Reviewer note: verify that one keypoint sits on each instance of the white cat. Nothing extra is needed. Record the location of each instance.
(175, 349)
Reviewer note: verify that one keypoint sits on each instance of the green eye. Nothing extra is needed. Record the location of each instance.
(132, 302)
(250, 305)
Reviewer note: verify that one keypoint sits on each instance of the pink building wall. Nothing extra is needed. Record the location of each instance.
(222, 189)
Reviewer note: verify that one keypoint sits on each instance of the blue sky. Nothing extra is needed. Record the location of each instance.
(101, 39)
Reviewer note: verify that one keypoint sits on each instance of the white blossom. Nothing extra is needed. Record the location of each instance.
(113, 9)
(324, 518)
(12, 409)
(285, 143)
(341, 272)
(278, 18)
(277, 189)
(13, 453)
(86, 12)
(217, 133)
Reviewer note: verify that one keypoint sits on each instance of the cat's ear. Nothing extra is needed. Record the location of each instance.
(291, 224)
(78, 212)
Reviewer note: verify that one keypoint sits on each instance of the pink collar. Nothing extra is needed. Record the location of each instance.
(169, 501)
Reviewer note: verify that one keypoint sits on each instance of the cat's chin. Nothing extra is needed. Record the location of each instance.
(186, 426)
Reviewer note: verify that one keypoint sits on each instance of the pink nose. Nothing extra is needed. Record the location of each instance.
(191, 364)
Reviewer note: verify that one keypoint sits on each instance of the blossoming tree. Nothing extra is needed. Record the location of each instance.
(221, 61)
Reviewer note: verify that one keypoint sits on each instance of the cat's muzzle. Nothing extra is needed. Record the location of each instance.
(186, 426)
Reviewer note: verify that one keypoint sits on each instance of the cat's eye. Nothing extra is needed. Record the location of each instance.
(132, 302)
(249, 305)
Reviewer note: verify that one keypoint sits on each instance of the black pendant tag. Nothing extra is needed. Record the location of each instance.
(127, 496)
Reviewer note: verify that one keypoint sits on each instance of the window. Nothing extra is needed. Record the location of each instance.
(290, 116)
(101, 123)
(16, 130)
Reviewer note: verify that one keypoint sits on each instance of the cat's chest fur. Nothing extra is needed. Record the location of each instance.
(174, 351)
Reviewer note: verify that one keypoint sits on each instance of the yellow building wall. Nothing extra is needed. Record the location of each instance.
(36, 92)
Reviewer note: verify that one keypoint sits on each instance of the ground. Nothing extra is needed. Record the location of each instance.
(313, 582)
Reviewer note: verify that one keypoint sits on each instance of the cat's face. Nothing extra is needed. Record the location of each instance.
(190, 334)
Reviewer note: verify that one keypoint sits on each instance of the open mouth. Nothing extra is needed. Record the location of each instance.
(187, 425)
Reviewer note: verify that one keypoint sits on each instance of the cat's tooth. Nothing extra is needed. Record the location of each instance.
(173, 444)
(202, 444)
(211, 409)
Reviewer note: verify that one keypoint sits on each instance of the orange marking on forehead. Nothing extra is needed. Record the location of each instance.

==========

▶ **Problem description**
Copy every item above word for word, from first to last.

▶ **Full output**
Reviewer note: verify that one keypoint sits on each instance of the white cat. Nothing extra is needed. Record the location of each instance.
(175, 349)
Reviewer note: verify that one keypoint sits on each instance of the green eye. Nothing extra is needed. Record the location of each instance.
(132, 302)
(250, 305)
Reviewer note: verify that one keypoint sits on each instance of the pink building wall. Nothing extra is needed. Record the location of each instance.
(222, 189)
Reviewer note: verify that one keypoint sits on each instance of the blue sky. Nothing extra is needed. Record the location of each instance.
(101, 39)
Reviewer note: verify that one keypoint sits on each instance of the white blossom. Nothing extra is needed. Record the location of each instance.
(113, 9)
(324, 518)
(12, 409)
(285, 143)
(341, 272)
(278, 18)
(277, 189)
(13, 453)
(86, 12)
(217, 133)
Reviewer note: verify that one keypoint sits on each instance of the cat's ear. Nothing extra is needed. Record the location of each instance.
(291, 224)
(78, 212)
Reviewer note: verify that one keypoint sits on each instance of the pink collar. Nothing extra is needed. Record the location of each instance.
(169, 501)
Reviewer note: verify that one keypoint sits on each instance of the cat's chin. Nothing extra is needed. Record the location of each instance.
(186, 426)
Reviewer note: verify that one keypoint sits on each instance of the pink nose. Nothing extra is needed. Record the location of each instance.
(191, 364)
Reviewer note: verify that one keypoint sits on each instance of the blossoming tree. Nothing extra is needed. Record the location of each instance.
(221, 61)
Reviewer note: verify that one keypoint sits on each instance of the cat's muzzle. Nothing extra is needed. Record the location of each instance.
(186, 426)
Reviewer note: verify that one keypoint sits on each instance of the cat's eye. Nothing extra is needed. Record the location of each instance.
(132, 302)
(249, 305)
Reviewer note: verify that one keypoint sits on each instance of the black pendant tag. Nothing extra is needed. Record the location of each instance.
(127, 496)
Reviewer note: verify that one keypoint sits on each instance of the window. Nothing extra is needed. Record the location of each instance.
(290, 116)
(101, 123)
(16, 130)
Reviewer note: verify that one keypoint sits on each instance of the cat's chest fur. Nothing extra is needed. Record the location of each instance.
(174, 351)
Reviewer note: verify that one keypoint sits on each instance of the yellow building wall. Nothing extra is needed. Record the location of each instance.
(36, 92)
Reviewer note: verify that one keypoint sits on each instance of the ground. Nothing extra is needed. Record the location of each instance.
(313, 582)
Reviewer note: verify that one keypoint sits on each instance of the cat's face. Nothing extra is needed. Record the location of each instance.
(190, 334)
Reviewer note: verify that one keypoint sits on each instance of the open mouth. Nothing extra is needed. Record the location of each instance.
(187, 425)
Reviewer note: verify that one keypoint sits on each instance of the cat's tooth. Nothing extra is needed. Record the location of each instance.
(173, 444)
(202, 444)
(211, 409)
Reviewer note: verify that one keypoint sits on each instance of the orange marking on forehead. Nothing extra is needed. Record the location of each instance.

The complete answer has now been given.